── Trecho selecionado

Escritos de Eva

Aqui Eva escreve o que sonha e - talvez - não só. Não tem interesses de qualquer tipo nem alinhamento com sociologias, política, religião ou crenças conformes às instituições que conhecemos. Estes escritos podem servir de receita para momentos de leveza, felicidade ou inspiração para melhorar cada dia com bons pensamentos. Alguns poemas ou textos... Algumas imagens ou fotos... Mulheres e homens, crianças e idosos podem ler Eva e comentar dando a sua opinião.

2006-07-23

Maria Aliete Galhoz # Mulher Com Menino Nos Braços

23 de julho de 2006

...Aconteceu assim e nem sequer é um conto.
... ... O apontamento que tenho é desse dia, reli-o, senti-o vivo e dá-me vontade de contá-lo assim mesmo, porque hoje eu já não escrevo bem daquela maneira, mas não importa, aqui a literatura é o menos, o mais é que se passa por vezes tanto tempo sem um gesto de fraternidade que somos desertos secos onde não cai chuva, e nós precisamos de irmãos como o nosso corpo de pão ou então a vida é morta em nossa vidas.

────
── Material de entrada

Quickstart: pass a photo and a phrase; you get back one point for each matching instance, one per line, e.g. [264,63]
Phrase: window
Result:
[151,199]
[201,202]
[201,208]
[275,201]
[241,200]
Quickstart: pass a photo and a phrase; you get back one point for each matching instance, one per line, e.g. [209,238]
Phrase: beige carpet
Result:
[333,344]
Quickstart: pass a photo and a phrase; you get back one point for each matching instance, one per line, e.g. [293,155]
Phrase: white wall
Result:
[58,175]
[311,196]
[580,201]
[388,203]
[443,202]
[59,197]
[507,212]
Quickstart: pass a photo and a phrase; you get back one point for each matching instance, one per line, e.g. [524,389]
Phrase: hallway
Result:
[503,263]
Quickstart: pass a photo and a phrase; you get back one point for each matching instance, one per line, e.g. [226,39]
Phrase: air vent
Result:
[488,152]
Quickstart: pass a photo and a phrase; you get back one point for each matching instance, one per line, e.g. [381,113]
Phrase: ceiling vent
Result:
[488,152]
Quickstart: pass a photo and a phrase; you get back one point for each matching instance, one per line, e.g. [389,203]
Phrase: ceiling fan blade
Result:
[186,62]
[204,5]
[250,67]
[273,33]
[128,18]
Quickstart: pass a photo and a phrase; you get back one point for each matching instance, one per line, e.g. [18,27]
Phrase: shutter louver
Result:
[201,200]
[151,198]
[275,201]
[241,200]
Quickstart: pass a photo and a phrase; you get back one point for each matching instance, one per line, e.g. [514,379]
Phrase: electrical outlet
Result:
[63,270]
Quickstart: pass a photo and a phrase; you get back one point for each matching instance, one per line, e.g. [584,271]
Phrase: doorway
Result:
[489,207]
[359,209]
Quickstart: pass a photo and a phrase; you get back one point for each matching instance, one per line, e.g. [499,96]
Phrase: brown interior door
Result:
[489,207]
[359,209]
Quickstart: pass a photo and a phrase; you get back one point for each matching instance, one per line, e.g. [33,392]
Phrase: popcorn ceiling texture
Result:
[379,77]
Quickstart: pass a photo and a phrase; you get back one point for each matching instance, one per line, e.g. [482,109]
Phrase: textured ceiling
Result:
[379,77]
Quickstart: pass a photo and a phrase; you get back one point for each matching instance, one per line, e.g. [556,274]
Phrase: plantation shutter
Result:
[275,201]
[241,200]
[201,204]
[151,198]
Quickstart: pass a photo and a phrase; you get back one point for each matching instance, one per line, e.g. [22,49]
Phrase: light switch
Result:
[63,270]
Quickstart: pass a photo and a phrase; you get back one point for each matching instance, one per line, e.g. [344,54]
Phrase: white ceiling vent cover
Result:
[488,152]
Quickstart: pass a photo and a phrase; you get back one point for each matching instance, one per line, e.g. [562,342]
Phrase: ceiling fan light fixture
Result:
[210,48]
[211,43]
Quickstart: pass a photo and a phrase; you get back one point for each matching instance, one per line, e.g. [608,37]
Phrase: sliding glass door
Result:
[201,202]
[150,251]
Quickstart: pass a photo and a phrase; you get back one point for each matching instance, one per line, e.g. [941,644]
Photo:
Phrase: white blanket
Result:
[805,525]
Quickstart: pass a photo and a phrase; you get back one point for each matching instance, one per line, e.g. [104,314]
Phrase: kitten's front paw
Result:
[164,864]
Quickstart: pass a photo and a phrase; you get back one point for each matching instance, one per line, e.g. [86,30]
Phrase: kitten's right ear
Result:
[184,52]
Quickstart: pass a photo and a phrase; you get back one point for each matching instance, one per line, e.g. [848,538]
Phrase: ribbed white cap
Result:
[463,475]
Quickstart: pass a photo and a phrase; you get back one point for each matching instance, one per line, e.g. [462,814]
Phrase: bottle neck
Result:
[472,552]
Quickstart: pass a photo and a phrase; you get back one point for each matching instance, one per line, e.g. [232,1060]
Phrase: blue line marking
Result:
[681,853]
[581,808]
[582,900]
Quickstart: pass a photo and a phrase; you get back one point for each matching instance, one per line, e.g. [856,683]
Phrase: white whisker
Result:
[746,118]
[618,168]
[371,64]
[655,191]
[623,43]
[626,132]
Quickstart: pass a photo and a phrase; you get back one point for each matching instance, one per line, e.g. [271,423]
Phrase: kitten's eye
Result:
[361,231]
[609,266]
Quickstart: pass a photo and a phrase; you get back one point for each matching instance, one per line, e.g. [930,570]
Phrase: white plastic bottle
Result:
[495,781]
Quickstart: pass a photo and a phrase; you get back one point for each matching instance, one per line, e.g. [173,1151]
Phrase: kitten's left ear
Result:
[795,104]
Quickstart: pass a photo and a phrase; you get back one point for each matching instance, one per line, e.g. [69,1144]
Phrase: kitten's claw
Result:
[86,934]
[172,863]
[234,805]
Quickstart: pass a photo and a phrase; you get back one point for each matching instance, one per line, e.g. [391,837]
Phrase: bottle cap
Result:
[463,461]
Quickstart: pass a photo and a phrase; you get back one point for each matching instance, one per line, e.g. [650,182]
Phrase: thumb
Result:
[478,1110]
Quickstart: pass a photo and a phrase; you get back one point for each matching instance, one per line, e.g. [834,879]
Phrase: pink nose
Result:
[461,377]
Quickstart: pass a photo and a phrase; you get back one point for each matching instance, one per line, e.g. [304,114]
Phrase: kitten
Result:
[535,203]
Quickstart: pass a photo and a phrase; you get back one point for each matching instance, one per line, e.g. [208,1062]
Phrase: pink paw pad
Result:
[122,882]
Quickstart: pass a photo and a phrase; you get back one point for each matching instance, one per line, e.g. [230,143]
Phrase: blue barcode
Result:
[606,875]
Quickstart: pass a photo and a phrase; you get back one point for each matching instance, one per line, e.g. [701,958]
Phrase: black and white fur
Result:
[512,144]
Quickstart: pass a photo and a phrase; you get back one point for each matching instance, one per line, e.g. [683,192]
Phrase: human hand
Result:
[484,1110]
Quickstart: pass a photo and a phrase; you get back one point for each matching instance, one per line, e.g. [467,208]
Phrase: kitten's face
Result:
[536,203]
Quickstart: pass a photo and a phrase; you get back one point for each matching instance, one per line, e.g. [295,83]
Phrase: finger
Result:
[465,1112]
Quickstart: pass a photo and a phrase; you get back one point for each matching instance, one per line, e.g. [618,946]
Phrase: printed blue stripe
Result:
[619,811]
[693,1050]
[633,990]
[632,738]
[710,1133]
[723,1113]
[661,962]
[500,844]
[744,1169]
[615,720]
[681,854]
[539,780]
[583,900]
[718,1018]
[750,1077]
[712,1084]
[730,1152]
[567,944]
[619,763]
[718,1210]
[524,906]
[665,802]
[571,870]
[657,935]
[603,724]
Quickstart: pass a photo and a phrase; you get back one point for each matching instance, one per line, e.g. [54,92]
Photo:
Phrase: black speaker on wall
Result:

────

= Lista de tarefas =
1 - Transcreva na íntegra o trecho selecionado, sem alterar nada.
2 - Reproduza palavra por palavra as linhas das entradas que começam na linha que contém "line, e.g. [701,958]" e seguem até a última linha das entradas, ambas incluídas.

= Respostas às tarefas =
1 -
Escritos de Eva

Aqui Eva escreve o que sonha e - talvez - não só. Não tem interesses de qualquer tipo nem alinhamento com sociologias, política, religião ou crenças conformes às instituições que conhecemos. Estes escritos podem servir de receita para momentos de leveza, felicidade ou inspiração para melhorar cada dia com bons pensamentos. Alguns poemas ou textos... Algumas imagens ou fotos... Mulheres e homens, crianças e idosos podem ler Eva e comentar dando a sua opinião.

2006-07-23

Maria Aliete Galhoz # Mulher Com Menino Nos Braços

23 de julho de 2006

...Aconteceu assim e nem sequer é um conto.
... ... O apontamento que tenho é desse dia, reli-o, senti-o vivo e dá-me vontade de contá-lo assim mesmo, porque hoje eu já não escrevo bem daquela maneira, mas não importa, aqui a literatura é o menos, o mais é que se passa por vezes tanto tempo sem um gesto de fraternidade que somos desertos secos onde não cai chuva, e nós precisamos de irmãos como o nosso corpo de pão ou então a vida é morta em nossa vidas.

2 -
Quickstart: pass a photo and a phrase; you get back one point for each matching instance, one per line, e.g. [701,958]
Phrase: black and white fur
Result:
[512,144]
Quickstart: pass a photo and a phrase; you get back one point for each matching instance, one per line, e.g. [683,192]
Phrase: human hand
Result:
[484,1110]
Quickstart: pass a photo and a phrase; you get back one point for each matching instance, one per line, e.g. [467,208]
Phrase: kitten's face
Result:
[536,203]
Quickstart: pass a photo and a phrase; you get back one point for each matching instance, one per line, e.g. [295,83]
Phrase: finger
Result:
[465,1112]
Quickstart: pass a photo and a phrase; you get back one point for each matching instance, one per line, e.g. [618,946]
Phrase: printed blue stripe
Result:
[619,811]
[693,1050]
[633,990]
[632,738]
[710,1133]
[723,1113]
[661,962]
[500,844]
[744,1169]
[615,720]
[681,854]
[539,780]
[583,900]
[718,1018]
[750,1077]
[712,1084]
[730,1152]
[567,944]
[619,763]
[718,1210]
[524,906]
[665,802]
[571,870]
[657,935]
[603,724]
Quickstart: pass a photo and a phrase; you get back one point for each matching instance, one per line, e.g. [54,92]
Photo:
Phrase: black speaker on wall
Result:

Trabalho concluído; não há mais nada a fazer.